“Another Uncle Edith Christmas Yarn” (E18)

  • Originally printed: DAC News, December 1929
  • First reprinted in: The Treasurer’s Report, and Other Aspects of Community Singing
  • Also Reprinted in: Benchley Beside Himself; The Benchley Roundup; and A Good Old-Fashioned Christmas (naturally)
  • Original Byline: Robert C. Benchley (Drawings by Gluyas Williams)

🦉🦉🦉🦉

Comments:
As first seen in the 1920 “Bedtime Stories” centered on Georgie (E6) and Lillian (E7), any Benchleyan raconteur who aims to entertain the romper room set is stepping into a theatre of war. (A nautical war, in this case.) Like kindly Old Mother Nature before him, Uncle Edith is not above using Cossack methods to keep his audience in line. In fact, his leaky sea chronicle seems more like a pretext for administering drubbings and clapping hecklers in irons than an attempt to edify or enthrall.

Labeled-object pointing entries:

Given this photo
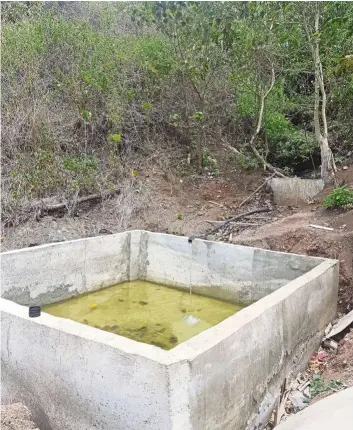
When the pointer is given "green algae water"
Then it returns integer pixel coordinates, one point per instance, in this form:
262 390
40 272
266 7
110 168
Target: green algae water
146 312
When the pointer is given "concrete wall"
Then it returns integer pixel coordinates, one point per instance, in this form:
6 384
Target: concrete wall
230 272
74 376
294 191
50 273
266 342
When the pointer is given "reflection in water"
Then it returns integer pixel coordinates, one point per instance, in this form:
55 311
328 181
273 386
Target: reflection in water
146 312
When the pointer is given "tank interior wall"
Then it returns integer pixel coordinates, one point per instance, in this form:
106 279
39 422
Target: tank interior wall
50 273
230 272
75 376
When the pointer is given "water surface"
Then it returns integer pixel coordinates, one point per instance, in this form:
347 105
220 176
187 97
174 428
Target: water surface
146 312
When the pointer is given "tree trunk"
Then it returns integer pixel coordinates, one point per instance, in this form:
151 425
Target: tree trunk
328 166
327 162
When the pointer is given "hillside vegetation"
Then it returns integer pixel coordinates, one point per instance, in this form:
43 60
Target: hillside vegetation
93 90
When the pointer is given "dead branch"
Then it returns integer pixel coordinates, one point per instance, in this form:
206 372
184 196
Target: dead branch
258 156
257 189
225 223
50 208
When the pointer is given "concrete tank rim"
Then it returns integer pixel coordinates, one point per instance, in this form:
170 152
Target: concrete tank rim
197 240
186 351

PROBLEMS:
1. Using the page about the Uncle Edith Christmas yarn, decide whether each statement agrees with it, and answer yes or no with the deciding words quoted: (a) The piece first appeared in DAC News in December 1929. (b) Robert C. Benchley did the drawings. (c) The war mentioned in the comments is a nautical one.
2. Count the lines of the records that contain the string "green", treating uppercase and lowercase as different, and give only the number.

REPLIES:
1.
(a) Yes: "Originally printed: DAC News, December 1929"
(b) No: "Robert C. Benchley (Drawings by Gluyas Williams)"
(c) Yes: "(A nautical war, in this case.)"

2. 2